-------- Data for this exercise --------

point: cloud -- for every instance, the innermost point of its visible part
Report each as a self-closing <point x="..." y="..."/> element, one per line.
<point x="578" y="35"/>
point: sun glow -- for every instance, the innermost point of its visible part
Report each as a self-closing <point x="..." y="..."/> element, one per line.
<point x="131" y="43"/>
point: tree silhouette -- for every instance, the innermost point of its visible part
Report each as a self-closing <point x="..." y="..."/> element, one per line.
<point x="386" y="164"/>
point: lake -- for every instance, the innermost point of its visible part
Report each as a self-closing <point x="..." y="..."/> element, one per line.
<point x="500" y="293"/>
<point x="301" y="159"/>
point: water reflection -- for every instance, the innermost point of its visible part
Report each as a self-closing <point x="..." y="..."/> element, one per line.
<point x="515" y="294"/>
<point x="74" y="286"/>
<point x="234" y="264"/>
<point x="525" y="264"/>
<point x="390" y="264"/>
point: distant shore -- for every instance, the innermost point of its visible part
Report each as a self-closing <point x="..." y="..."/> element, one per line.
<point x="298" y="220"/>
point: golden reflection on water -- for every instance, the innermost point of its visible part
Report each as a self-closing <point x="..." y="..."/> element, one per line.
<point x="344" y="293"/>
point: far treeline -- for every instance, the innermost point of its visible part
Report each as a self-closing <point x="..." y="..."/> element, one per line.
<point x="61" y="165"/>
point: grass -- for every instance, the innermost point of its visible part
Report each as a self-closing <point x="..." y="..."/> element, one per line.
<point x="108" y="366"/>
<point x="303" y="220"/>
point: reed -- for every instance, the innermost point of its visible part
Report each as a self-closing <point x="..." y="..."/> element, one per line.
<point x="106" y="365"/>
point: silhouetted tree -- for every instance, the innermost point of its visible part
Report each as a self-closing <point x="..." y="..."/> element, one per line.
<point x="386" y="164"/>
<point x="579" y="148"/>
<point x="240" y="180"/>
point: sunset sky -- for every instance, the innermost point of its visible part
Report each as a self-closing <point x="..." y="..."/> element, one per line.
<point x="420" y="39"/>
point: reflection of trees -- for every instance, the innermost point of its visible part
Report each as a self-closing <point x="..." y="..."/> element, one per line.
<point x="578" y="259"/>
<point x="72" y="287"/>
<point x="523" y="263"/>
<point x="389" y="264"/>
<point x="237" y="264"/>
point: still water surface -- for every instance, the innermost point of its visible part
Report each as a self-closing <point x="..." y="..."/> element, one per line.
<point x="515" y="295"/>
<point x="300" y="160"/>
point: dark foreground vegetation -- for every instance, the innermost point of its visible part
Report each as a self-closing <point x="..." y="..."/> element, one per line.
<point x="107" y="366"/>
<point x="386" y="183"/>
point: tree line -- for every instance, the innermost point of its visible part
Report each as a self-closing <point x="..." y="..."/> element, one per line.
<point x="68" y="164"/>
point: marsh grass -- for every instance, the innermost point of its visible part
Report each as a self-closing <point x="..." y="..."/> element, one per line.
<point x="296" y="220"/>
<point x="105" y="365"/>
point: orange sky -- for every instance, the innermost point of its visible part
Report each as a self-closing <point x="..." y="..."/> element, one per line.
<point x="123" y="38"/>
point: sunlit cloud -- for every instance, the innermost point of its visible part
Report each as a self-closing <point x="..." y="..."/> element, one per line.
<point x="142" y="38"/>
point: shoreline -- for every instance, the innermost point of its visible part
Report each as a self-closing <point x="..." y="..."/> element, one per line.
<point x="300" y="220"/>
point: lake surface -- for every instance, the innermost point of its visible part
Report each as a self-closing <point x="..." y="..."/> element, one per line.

--------

To be done: Copy out every line of the material above verbatim, changing nothing.

Solution for this problem:
point: cloud -- for every instance, the innermost point of its visible part
Report each as a self-closing <point x="..." y="..."/> element, one per line.
<point x="578" y="35"/>
point: sun glow -- for every instance, the innermost point of its visible part
Report each as a self-closing <point x="..." y="..."/> element, one per line.
<point x="131" y="43"/>
point: tree silhouette -- for every instance, the innermost point of its visible part
Report each as a self-closing <point x="..." y="..."/> element, one per line.
<point x="386" y="164"/>
point: lake -- for every instance, the innermost point of its visible part
Report each as a self-closing <point x="..." y="..."/> element, one per line.
<point x="500" y="293"/>
<point x="301" y="159"/>
point: water reflection -- for every instance, the innermost point of its visible part
Report each as a self-closing <point x="..." y="..."/> element, one per line.
<point x="515" y="294"/>
<point x="74" y="286"/>
<point x="234" y="264"/>
<point x="525" y="264"/>
<point x="390" y="264"/>
point: distant shore -- for every instance, the innermost point of its visible part
Report each as a self-closing <point x="..." y="..."/> element, one per line.
<point x="298" y="220"/>
point: golden reflection on water -- for every instance, the innermost point of its visible part
Report each as a self-closing <point x="..." y="..."/> element, one per line.
<point x="344" y="293"/>
point: far treeline -- for every instance, the innermost point of its visible part
Report each as a self-closing <point x="..." y="..."/> element, one per line.
<point x="61" y="165"/>
point: grass -- for every instance, the innermost point of its visible part
Report each as a self-closing <point x="..." y="..."/> element, one per line.
<point x="108" y="366"/>
<point x="303" y="220"/>
point: reed -- for every instance, the innermost point of its visible part
Report each as a self-closing <point x="..." y="..."/> element, one per line.
<point x="106" y="365"/>
point: silhouetted tree -- for every instance, the innermost point of its visible part
Report each as a self-closing <point x="..." y="..."/> element, one per line.
<point x="386" y="164"/>
<point x="579" y="148"/>
<point x="240" y="180"/>
point: sunset sky -- for every instance, the innermost point of its visible part
Report each as a self-closing <point x="..." y="..."/> element, one per line.
<point x="420" y="39"/>
point: reflection of trees -- for every instance, the innermost point of its visible part
Report each as a self-closing <point x="..." y="..."/> element, one per line.
<point x="578" y="259"/>
<point x="72" y="287"/>
<point x="523" y="263"/>
<point x="389" y="264"/>
<point x="237" y="264"/>
point: still water surface -- for every instance, the innermost point of its visible part
Report each as a self-closing <point x="..." y="..."/> element, one per line.
<point x="515" y="295"/>
<point x="300" y="160"/>
point: dark foreground vegetation -- for every instance, the innermost point of its visible part
Report each as a self-closing <point x="..." y="..."/> element, one per line.
<point x="107" y="366"/>
<point x="386" y="183"/>
point: tree line -- for every instance, the innermost point of its visible part
Report each as a self-closing <point x="..." y="..."/> element, one per line.
<point x="68" y="164"/>
point: marsh grass -- for every instance, the innermost point of its visible part
Report each as a self-closing <point x="..." y="..."/> element, one per line.
<point x="296" y="220"/>
<point x="105" y="365"/>
point: orange sky -- for every instance, the innermost point of its visible part
Report each as a self-closing <point x="..." y="..."/> element, one per line.
<point x="123" y="38"/>
point: sunlit cloud -- for every instance, the innermost point of its visible part
Report each as a self-closing <point x="..." y="..."/> element, one per line.
<point x="142" y="38"/>
point: shoreline -- for every instance, the innermost point of its visible part
Report each as a self-closing <point x="..." y="..."/> element, one per line.
<point x="300" y="220"/>
point: lake surface -- for every instance, the innermost point of its visible part
Report each as a self-closing <point x="..." y="..."/> element, one per line.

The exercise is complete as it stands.